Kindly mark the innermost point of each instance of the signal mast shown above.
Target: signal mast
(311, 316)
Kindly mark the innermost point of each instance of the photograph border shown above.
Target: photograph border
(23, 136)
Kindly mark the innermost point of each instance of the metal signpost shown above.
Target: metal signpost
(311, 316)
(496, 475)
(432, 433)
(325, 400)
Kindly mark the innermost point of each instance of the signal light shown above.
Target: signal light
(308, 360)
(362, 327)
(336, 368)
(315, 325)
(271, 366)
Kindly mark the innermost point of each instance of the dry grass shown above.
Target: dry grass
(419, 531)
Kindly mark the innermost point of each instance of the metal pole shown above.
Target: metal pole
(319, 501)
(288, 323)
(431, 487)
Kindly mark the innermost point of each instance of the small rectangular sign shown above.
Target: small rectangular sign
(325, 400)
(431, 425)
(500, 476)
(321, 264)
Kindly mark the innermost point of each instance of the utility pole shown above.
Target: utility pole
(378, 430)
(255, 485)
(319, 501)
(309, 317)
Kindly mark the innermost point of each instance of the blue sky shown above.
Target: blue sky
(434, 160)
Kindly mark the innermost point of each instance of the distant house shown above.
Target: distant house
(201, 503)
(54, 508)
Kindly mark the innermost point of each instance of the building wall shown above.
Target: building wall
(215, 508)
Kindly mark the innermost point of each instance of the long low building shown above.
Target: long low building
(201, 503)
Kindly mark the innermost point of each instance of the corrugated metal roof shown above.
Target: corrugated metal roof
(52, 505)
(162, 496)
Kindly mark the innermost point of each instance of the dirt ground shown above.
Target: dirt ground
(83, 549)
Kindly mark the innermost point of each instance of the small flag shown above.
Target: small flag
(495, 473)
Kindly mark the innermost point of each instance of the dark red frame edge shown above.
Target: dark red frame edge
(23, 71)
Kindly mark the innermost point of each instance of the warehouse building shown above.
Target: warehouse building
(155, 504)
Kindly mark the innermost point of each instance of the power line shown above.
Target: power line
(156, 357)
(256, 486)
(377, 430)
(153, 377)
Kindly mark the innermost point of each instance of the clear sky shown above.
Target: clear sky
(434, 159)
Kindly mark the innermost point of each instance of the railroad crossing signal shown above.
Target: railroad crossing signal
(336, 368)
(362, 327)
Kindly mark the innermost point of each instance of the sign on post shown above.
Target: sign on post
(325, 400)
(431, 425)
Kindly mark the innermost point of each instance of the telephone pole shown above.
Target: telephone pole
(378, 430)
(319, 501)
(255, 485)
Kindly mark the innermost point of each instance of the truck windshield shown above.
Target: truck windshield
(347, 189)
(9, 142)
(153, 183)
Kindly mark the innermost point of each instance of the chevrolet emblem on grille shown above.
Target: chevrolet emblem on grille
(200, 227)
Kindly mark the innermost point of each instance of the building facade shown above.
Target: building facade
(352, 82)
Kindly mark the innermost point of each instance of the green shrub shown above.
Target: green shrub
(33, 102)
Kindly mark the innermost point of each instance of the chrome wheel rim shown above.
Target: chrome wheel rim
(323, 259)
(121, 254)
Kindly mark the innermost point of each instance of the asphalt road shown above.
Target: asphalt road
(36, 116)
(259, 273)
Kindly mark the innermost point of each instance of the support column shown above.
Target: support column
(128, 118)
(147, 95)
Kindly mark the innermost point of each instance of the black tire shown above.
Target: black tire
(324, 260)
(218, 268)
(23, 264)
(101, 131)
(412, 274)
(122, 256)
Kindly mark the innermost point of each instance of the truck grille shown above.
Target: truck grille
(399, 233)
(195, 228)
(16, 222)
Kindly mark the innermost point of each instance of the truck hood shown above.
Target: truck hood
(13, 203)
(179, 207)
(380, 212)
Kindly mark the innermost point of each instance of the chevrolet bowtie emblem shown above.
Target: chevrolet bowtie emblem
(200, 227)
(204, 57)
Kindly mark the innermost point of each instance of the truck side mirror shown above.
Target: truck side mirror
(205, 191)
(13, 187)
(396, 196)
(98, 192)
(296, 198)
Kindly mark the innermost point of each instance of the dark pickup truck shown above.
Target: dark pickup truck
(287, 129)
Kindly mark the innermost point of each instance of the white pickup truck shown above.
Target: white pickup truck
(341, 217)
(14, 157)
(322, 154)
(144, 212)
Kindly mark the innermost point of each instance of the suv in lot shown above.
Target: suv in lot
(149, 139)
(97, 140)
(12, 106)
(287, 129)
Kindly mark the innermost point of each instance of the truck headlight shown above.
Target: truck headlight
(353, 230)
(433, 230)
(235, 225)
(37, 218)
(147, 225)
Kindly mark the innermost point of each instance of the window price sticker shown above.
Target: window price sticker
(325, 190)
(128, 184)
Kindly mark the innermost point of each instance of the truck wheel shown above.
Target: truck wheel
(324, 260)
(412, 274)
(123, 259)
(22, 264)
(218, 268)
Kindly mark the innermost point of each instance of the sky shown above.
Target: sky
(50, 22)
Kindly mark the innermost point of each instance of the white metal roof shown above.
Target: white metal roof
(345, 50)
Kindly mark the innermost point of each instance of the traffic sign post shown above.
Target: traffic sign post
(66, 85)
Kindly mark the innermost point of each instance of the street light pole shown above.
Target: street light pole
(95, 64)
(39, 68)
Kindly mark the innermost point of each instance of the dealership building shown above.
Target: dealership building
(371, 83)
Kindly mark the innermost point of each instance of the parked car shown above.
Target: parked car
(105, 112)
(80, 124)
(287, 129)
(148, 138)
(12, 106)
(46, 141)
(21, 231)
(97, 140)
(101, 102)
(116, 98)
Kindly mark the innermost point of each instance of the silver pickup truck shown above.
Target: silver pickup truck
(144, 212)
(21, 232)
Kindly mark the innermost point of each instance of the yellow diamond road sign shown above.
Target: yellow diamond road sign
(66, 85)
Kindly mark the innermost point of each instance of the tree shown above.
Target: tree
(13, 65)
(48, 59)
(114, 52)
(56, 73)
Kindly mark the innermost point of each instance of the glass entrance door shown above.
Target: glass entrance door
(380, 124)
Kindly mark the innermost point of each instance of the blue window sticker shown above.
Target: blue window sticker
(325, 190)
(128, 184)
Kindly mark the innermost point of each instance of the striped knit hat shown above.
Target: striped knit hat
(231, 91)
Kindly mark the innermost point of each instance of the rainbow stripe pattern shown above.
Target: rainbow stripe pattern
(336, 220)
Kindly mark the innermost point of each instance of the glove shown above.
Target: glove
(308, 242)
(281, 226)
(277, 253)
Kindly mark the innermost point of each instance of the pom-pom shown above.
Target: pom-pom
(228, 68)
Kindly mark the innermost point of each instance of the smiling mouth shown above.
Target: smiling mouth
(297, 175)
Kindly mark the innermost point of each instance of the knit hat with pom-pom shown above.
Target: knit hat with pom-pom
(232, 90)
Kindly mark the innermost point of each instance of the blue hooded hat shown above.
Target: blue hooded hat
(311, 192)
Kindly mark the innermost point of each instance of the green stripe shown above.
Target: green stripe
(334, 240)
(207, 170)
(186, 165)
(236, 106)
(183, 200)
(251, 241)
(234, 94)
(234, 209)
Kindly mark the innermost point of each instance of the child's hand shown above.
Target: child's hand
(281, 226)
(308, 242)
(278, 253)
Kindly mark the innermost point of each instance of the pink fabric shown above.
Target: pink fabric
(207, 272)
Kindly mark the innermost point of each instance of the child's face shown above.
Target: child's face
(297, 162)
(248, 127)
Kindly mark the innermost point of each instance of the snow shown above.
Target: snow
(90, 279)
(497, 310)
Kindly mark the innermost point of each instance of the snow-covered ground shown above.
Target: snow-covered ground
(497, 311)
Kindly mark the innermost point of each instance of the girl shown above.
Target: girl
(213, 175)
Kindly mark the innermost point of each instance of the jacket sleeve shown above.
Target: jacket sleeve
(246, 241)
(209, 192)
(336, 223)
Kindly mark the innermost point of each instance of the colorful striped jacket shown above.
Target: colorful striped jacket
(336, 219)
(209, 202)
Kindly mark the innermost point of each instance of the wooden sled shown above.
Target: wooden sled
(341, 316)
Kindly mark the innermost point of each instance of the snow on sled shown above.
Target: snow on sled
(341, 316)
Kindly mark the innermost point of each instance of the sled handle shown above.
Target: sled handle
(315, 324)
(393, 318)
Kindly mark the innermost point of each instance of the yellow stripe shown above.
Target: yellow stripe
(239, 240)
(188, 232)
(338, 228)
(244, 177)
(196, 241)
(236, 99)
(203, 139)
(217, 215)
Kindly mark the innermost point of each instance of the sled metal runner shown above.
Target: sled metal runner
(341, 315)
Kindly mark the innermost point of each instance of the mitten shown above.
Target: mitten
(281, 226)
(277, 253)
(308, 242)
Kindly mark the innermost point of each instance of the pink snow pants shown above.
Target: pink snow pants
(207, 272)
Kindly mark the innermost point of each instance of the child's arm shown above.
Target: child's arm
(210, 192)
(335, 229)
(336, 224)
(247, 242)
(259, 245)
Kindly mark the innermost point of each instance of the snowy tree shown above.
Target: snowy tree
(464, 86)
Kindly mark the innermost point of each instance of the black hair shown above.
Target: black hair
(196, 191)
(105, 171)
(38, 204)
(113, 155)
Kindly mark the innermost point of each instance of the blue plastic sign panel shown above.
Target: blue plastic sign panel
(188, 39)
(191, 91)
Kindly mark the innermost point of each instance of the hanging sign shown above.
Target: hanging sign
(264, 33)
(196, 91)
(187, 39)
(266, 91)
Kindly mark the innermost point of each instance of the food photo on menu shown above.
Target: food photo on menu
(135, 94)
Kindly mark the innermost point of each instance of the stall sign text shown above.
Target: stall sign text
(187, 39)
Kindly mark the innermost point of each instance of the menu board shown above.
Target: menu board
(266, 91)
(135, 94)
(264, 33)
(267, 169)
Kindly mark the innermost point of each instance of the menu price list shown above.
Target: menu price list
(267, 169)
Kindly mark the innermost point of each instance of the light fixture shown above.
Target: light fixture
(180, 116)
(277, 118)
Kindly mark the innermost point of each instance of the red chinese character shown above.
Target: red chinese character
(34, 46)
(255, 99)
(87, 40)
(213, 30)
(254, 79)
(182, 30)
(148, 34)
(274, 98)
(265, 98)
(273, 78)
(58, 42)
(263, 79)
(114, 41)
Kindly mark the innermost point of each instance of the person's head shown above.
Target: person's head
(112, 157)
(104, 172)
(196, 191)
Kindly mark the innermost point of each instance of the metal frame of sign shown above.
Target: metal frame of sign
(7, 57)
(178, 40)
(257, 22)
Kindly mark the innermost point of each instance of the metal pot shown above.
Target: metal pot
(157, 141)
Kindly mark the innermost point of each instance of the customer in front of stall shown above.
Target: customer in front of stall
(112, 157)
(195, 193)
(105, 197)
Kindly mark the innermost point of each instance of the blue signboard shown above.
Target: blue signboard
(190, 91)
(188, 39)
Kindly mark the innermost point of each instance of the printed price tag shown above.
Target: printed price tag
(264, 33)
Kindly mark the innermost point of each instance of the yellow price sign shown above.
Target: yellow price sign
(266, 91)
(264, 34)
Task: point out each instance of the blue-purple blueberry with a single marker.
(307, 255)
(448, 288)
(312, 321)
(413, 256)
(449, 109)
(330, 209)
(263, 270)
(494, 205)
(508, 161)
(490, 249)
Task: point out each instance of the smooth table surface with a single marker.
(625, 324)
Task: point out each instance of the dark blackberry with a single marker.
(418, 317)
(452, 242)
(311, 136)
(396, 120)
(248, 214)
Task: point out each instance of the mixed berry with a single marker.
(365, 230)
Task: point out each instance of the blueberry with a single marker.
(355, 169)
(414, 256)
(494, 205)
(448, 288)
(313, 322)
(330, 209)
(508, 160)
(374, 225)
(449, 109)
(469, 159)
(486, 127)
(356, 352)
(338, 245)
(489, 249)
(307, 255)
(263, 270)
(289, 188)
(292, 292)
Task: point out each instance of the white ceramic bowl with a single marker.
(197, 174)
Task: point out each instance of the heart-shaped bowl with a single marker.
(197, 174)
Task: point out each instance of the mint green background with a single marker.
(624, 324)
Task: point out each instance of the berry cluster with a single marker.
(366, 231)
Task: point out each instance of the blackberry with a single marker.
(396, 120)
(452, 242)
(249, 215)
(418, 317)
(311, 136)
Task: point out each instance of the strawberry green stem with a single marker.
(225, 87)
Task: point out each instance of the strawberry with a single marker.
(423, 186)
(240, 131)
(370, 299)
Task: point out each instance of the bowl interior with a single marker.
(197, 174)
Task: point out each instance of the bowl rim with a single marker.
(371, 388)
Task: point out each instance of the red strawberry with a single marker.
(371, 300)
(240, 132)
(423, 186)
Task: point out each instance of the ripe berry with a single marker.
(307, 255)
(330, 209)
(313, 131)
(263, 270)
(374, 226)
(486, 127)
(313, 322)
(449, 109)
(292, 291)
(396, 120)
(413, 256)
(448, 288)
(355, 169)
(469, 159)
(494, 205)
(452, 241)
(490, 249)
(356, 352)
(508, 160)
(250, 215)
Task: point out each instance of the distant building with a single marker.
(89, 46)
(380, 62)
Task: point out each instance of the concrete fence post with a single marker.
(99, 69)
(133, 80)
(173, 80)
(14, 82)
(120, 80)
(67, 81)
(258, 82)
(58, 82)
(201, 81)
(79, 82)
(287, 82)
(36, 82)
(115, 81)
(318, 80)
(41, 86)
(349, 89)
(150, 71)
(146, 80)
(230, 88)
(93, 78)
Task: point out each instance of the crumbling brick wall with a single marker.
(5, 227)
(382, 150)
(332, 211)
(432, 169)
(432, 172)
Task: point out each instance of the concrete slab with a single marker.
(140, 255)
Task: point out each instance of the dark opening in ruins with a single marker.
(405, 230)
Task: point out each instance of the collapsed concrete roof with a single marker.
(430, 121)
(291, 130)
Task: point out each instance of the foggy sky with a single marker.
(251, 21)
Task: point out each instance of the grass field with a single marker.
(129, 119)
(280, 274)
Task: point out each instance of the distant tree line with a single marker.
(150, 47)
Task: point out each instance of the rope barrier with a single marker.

+ + + + + + +

-- Task objective --
Output only the lines running from the line with "Task: point out each instance of the collapsed" through the final line of the data, inclusive.

-- The completed task --
Task: point out each instance of the collapsed concrete roof with a single marker.
(430, 121)
(291, 130)
Task: point out each instance of the foggy sky with a single marker.
(251, 21)
Task: point out each instance of the grass field with a single marker.
(129, 119)
(280, 274)
Task: point out each instance of the distant tree line with a single marker.
(150, 47)
Task: point out each instance of the rope barrier with a single marker.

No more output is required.